## Exercise
Report each line of the records below that contains the string "building". Matching is case-sensitive.

## Raw data
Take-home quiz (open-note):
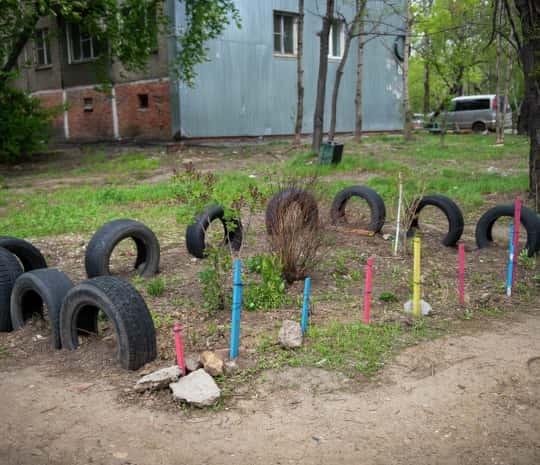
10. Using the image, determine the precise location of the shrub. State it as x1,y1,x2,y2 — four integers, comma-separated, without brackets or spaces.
0,80,60,163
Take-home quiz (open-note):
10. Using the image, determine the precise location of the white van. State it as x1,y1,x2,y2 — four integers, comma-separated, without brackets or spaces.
446,94,512,133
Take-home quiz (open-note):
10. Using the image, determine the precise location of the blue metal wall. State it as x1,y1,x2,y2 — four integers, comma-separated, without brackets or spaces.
171,0,403,137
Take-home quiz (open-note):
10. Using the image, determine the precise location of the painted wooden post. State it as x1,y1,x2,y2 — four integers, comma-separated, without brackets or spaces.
458,243,465,306
413,237,421,317
229,258,242,360
364,257,373,325
302,278,311,335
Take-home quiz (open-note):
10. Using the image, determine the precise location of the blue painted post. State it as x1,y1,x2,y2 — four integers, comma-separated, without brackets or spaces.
229,258,242,360
506,221,514,297
302,278,311,335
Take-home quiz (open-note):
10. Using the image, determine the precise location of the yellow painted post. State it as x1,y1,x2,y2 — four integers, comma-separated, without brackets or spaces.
413,237,420,317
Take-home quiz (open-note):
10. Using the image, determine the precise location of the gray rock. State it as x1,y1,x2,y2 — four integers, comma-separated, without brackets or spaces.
184,354,202,373
403,299,432,315
133,365,182,392
279,320,302,349
169,368,221,407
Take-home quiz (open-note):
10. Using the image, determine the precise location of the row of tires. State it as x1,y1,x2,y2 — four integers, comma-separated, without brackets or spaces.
186,186,540,258
0,245,157,370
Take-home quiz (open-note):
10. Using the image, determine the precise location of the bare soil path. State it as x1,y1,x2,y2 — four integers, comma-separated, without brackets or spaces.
0,313,540,465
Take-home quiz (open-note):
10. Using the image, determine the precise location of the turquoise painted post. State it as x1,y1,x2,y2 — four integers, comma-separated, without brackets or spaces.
229,258,242,360
302,278,311,335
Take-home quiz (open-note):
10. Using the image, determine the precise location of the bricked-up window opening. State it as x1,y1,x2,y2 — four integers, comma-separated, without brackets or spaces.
328,21,345,59
83,97,94,113
34,28,51,66
66,24,100,63
274,11,298,55
137,94,148,110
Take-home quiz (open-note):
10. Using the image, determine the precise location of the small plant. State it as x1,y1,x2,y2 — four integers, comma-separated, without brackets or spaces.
379,292,399,302
146,276,166,297
244,254,286,310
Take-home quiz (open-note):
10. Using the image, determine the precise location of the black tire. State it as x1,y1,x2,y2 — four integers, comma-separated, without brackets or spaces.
84,219,160,278
265,187,319,235
0,236,47,271
472,121,486,134
330,186,386,233
11,268,73,349
186,205,243,258
60,276,157,370
407,194,465,247
0,247,23,331
475,204,540,257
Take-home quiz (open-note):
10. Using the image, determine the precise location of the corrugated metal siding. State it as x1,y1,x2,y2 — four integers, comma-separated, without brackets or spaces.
172,0,402,137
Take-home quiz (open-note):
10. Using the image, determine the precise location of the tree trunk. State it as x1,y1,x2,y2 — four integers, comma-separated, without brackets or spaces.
311,0,334,153
328,31,352,141
294,0,304,145
402,0,412,140
354,30,364,142
515,0,540,211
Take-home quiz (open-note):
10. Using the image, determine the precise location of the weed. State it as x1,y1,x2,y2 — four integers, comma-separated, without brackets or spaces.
146,276,166,297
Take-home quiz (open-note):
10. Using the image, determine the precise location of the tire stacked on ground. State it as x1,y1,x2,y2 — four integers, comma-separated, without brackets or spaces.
186,205,243,258
330,186,386,233
10,268,74,349
0,247,23,331
475,204,540,257
407,194,465,247
60,276,157,370
0,236,47,271
84,219,160,278
265,187,319,236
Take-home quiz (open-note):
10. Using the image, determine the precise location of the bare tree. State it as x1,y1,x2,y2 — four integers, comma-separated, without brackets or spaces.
294,0,304,145
311,0,335,153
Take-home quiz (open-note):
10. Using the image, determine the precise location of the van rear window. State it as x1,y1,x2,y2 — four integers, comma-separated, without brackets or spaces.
455,98,489,111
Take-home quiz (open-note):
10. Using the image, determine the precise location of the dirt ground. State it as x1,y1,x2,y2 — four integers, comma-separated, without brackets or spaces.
0,313,540,465
0,142,540,465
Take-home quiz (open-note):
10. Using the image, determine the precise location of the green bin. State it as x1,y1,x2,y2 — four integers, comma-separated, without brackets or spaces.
319,142,343,165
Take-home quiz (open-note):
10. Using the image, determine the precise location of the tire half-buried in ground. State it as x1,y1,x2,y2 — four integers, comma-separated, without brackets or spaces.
265,187,319,235
475,204,540,257
11,268,74,349
84,219,160,278
0,247,23,331
407,194,464,247
60,276,157,370
186,205,243,258
330,186,386,233
0,236,47,271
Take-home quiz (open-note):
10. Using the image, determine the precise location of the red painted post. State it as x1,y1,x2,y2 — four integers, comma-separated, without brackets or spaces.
458,243,465,306
173,323,186,376
512,197,522,291
364,257,373,325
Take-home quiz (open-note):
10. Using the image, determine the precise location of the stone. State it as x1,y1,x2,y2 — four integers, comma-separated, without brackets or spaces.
133,365,182,392
279,320,303,349
184,354,202,373
169,368,221,407
200,350,223,376
403,299,432,316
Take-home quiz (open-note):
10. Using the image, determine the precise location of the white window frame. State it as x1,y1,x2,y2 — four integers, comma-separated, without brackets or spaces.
272,10,298,57
34,27,52,68
328,20,345,60
66,23,99,64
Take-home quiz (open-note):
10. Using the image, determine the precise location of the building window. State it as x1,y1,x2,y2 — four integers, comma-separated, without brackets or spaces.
137,94,148,110
34,28,51,67
274,12,298,55
328,21,345,59
66,24,99,63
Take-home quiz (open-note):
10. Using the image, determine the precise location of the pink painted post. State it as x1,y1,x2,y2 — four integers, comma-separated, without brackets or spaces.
458,243,465,306
364,257,373,325
512,197,522,291
173,323,186,376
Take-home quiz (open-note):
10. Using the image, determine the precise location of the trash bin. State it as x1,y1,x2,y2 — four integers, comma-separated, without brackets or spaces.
319,141,343,165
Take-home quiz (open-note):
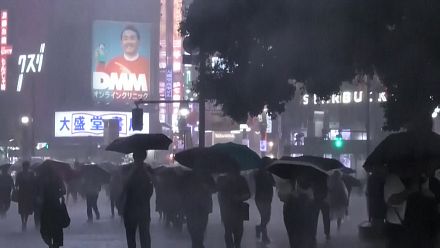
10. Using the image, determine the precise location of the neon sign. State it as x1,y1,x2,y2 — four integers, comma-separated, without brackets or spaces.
55,111,149,137
302,91,387,105
0,10,12,91
17,43,46,92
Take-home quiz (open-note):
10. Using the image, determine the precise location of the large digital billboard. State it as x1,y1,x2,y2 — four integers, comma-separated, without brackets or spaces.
92,20,151,103
55,111,149,137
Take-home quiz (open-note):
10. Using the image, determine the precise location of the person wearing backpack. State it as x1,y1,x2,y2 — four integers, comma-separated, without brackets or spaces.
38,166,70,248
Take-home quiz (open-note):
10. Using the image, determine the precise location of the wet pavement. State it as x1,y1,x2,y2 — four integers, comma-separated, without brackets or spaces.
0,193,382,248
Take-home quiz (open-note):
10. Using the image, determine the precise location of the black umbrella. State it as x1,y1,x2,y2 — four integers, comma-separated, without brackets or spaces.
35,159,76,181
364,131,440,172
285,156,347,171
340,166,356,174
174,147,239,173
342,175,362,187
81,164,110,184
106,133,173,154
267,157,328,179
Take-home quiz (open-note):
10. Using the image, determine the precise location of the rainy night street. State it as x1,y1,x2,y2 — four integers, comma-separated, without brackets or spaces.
0,193,381,248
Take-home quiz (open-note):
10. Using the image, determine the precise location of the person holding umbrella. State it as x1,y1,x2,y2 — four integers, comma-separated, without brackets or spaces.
38,162,68,248
121,150,153,248
15,161,35,232
183,169,216,248
0,164,14,218
106,134,172,248
217,166,251,248
255,157,275,244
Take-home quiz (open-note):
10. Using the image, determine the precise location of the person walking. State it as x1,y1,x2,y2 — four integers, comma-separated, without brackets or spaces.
283,175,316,248
0,167,14,218
15,161,35,232
255,157,275,244
312,177,330,240
218,168,251,248
38,166,66,248
120,151,153,248
109,170,122,218
183,170,216,248
327,170,348,230
83,165,101,223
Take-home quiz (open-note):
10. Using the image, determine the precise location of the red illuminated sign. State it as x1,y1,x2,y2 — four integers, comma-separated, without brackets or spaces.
0,10,12,91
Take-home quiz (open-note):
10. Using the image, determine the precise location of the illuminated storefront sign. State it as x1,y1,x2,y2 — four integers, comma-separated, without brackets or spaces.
55,111,149,137
17,43,46,92
0,10,12,91
302,91,387,105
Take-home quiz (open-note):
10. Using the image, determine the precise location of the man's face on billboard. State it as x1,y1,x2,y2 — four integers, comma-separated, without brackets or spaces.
122,30,139,56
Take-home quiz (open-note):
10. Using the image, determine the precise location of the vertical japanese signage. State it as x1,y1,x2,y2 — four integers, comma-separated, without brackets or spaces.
172,0,183,130
92,21,151,103
55,111,149,137
0,10,12,91
17,43,46,92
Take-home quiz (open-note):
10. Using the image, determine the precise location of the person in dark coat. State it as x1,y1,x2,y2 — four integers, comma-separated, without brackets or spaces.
218,169,251,248
0,167,14,218
66,160,81,203
255,158,275,243
183,170,216,248
34,169,43,229
38,167,66,248
109,170,122,217
312,176,330,240
15,161,35,232
283,176,315,248
83,165,101,222
120,151,153,248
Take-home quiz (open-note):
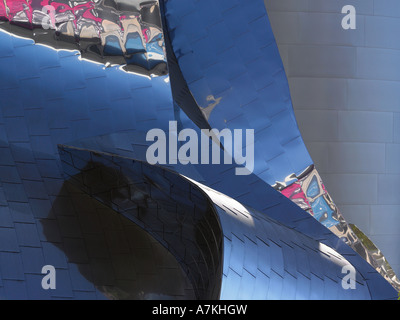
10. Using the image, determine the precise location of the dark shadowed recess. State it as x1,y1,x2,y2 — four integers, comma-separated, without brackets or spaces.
51,146,222,299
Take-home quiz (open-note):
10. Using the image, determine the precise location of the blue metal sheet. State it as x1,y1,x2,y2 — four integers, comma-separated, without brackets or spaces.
0,0,395,299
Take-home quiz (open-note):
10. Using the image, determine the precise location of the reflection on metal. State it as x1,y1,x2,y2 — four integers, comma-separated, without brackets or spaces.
60,146,391,300
0,0,167,75
349,224,400,292
60,147,223,299
274,166,400,291
0,0,396,299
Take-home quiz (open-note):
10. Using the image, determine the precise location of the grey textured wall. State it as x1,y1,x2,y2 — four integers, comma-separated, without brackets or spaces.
264,0,400,275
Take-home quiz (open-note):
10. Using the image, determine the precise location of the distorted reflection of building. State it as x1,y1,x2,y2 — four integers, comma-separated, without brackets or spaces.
0,0,397,299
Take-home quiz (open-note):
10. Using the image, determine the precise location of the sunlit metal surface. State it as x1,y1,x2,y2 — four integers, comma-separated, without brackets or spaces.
273,166,400,291
0,0,396,299
0,0,167,75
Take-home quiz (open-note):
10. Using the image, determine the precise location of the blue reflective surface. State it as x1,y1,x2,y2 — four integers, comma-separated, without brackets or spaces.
0,0,396,299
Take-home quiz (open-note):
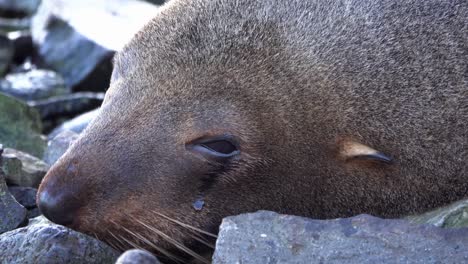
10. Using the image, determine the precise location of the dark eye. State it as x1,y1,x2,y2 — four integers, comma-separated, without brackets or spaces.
200,140,237,155
187,137,240,158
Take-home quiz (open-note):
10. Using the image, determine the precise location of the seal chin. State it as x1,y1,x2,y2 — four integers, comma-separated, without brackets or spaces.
37,183,80,226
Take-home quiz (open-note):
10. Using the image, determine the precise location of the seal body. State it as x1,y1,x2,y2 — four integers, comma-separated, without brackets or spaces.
38,0,468,260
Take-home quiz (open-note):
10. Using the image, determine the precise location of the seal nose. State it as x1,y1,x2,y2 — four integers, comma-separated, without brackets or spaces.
37,190,79,226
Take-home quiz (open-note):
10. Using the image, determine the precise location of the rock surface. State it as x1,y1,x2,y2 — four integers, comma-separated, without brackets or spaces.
48,109,99,139
407,199,468,228
0,93,46,158
213,211,468,264
44,130,79,166
0,217,119,264
0,69,70,101
0,0,41,15
2,148,49,188
115,249,161,264
32,0,157,91
0,145,26,235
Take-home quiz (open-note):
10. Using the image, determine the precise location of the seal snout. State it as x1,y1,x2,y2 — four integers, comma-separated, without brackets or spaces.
37,162,81,226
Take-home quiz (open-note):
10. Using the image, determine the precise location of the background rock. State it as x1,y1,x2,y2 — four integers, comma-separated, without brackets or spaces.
0,0,41,16
0,145,26,235
0,93,46,158
407,199,468,228
115,249,160,264
213,211,468,264
32,0,157,91
44,130,79,166
48,109,99,139
2,148,49,188
0,69,70,101
0,217,119,264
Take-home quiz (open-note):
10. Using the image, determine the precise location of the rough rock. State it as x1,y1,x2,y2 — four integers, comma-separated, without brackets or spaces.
0,93,46,158
0,217,119,264
213,211,468,264
115,249,161,264
0,17,31,33
32,0,157,91
28,92,104,119
0,69,70,101
0,35,15,76
0,145,26,235
407,199,468,228
2,148,49,188
0,0,41,15
48,109,99,139
8,30,34,64
44,130,79,166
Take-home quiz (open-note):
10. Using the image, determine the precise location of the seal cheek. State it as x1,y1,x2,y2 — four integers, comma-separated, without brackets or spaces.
37,162,81,226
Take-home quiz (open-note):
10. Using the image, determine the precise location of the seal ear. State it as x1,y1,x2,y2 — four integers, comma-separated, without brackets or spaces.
340,141,392,164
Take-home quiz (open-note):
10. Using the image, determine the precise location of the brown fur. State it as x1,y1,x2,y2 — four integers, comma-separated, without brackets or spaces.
39,0,468,260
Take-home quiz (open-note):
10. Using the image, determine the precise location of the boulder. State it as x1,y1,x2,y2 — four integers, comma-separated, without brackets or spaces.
0,69,70,101
407,199,468,228
32,0,157,91
213,211,468,264
44,130,79,166
0,145,26,235
2,148,49,188
0,214,119,264
0,93,46,158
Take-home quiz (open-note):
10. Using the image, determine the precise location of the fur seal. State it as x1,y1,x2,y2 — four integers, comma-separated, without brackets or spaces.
38,0,468,258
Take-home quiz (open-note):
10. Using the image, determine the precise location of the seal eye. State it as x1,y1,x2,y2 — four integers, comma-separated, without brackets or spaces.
200,140,237,155
187,136,240,158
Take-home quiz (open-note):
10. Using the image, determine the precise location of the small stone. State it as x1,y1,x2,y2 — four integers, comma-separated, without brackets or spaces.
0,93,46,158
44,130,79,166
0,69,70,101
49,109,99,139
2,148,49,188
32,0,157,92
0,145,26,235
0,35,15,76
0,217,119,264
213,211,468,264
8,186,37,209
0,0,41,16
407,199,468,228
115,249,161,264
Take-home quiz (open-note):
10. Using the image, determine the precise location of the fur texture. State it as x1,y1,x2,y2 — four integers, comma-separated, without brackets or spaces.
39,0,468,260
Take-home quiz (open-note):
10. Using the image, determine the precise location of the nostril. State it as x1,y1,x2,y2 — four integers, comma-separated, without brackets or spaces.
37,190,79,226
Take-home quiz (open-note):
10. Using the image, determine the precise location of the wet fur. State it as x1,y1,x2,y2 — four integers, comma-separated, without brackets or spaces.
40,0,468,260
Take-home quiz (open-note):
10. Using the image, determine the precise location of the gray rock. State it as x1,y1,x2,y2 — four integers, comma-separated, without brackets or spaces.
213,211,468,264
115,249,161,264
0,0,41,15
32,0,157,91
44,130,79,166
8,30,34,64
0,35,15,76
48,109,99,139
8,186,37,209
407,199,468,228
2,148,49,188
0,93,46,158
0,69,70,101
0,145,26,235
28,92,104,119
0,214,119,264
0,17,31,33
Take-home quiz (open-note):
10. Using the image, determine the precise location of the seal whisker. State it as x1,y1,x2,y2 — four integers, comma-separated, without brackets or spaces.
135,219,211,264
120,222,184,263
153,211,218,238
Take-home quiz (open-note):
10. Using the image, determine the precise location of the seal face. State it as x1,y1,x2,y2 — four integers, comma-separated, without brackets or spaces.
38,0,468,261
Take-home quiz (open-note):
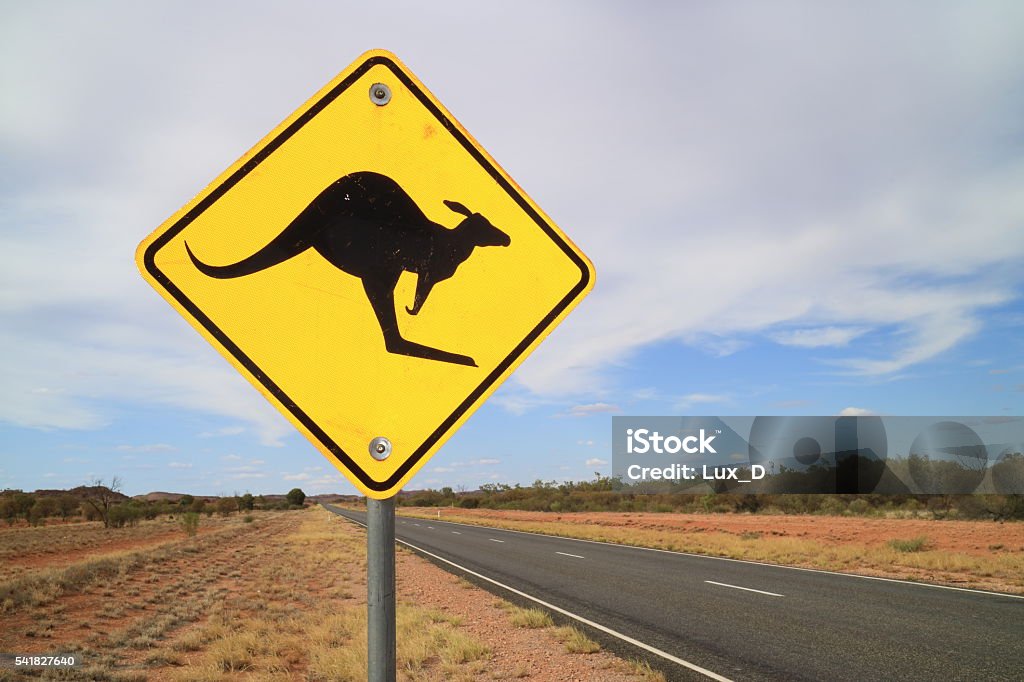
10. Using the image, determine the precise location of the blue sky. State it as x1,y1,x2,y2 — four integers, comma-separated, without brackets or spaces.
0,2,1024,495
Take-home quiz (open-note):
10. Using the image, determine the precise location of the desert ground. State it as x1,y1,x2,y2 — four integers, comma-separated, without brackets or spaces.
0,507,662,681
398,508,1024,594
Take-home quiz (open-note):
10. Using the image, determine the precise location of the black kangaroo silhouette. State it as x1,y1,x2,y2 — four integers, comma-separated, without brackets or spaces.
185,171,511,367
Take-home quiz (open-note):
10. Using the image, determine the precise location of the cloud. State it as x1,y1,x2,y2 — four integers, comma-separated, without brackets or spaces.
565,402,622,417
771,398,812,410
839,408,877,417
0,3,1024,445
114,442,177,453
197,426,246,438
768,327,868,348
676,393,730,410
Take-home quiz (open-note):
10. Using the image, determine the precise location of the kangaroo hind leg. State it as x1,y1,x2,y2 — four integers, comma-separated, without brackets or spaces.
362,276,476,367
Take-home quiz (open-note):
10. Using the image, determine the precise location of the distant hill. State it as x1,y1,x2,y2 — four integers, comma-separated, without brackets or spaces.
33,485,131,502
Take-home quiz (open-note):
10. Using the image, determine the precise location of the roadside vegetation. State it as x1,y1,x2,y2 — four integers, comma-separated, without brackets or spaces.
0,476,306,528
0,503,660,682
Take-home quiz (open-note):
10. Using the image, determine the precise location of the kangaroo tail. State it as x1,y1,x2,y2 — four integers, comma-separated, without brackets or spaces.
185,212,315,280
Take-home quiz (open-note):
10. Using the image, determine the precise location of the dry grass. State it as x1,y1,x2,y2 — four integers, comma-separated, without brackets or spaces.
0,516,253,616
0,509,671,682
172,512,488,680
509,606,555,629
554,626,601,653
401,510,1024,592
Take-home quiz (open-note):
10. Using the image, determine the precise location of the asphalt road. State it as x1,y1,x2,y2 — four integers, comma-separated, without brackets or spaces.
328,507,1024,681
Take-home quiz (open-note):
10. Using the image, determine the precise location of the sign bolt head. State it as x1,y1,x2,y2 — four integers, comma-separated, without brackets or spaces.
370,83,391,106
370,436,391,462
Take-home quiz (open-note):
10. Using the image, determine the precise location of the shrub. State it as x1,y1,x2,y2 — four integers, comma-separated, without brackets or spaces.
889,536,929,552
181,512,199,538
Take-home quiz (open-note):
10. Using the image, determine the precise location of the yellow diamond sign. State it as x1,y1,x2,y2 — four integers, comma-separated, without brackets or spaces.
136,51,594,499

## Task response
10. Using the image, determine the precise location of the building window. State it as x1,y1,x2,y2 — four integers, comma-separated, without brackets or spaces.
10. Using the image, determine the precise location of the distorted reflection of building. State it as x1,y1,x2,y2 — four integers, comma-separated, without brackets or spaces.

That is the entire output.